[Task] In the forum excerpt about proving a trigonometric identity, how many loose leafs and pencil leads does the stuck poster say they have gone through?

[Source excerpt]
4 loose leafs and 3 pencil leads... I'm still stuck... Can someone help me with this question?

Prove:
$\frac{tan(x)}{1-cot(x)} + \frac{cot(x)}{1-tan(x)} = 1+sec(x)cosec(x)$

pi · « **Reply #27 on:** January 14, 2012, 11:57:51 am »

Quote from: monkeywantsabanana on January 14, 2012, 02:14:38 am

4 loose leafs and 3 pencil leads... I'm still stuck... Can someone help me with this question?

[Recorded information]
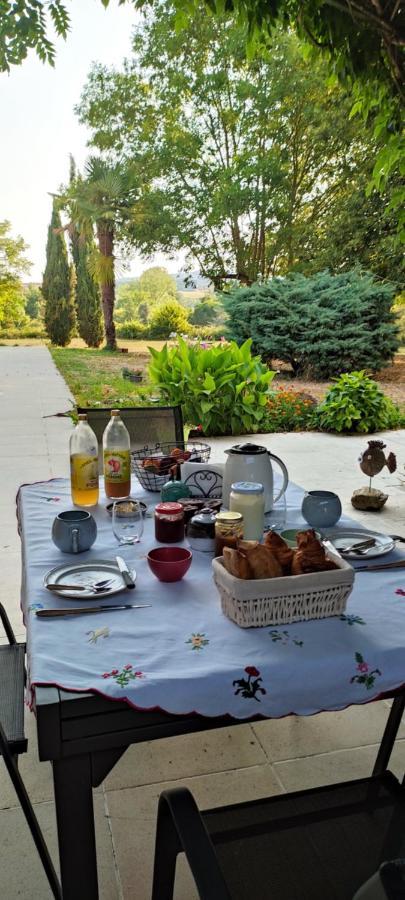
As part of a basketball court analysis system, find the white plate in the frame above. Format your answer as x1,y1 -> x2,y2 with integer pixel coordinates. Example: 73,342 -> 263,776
44,559 -> 136,600
325,528 -> 395,559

[Answer for the task] 4 loose leafs and 3 pencil leads.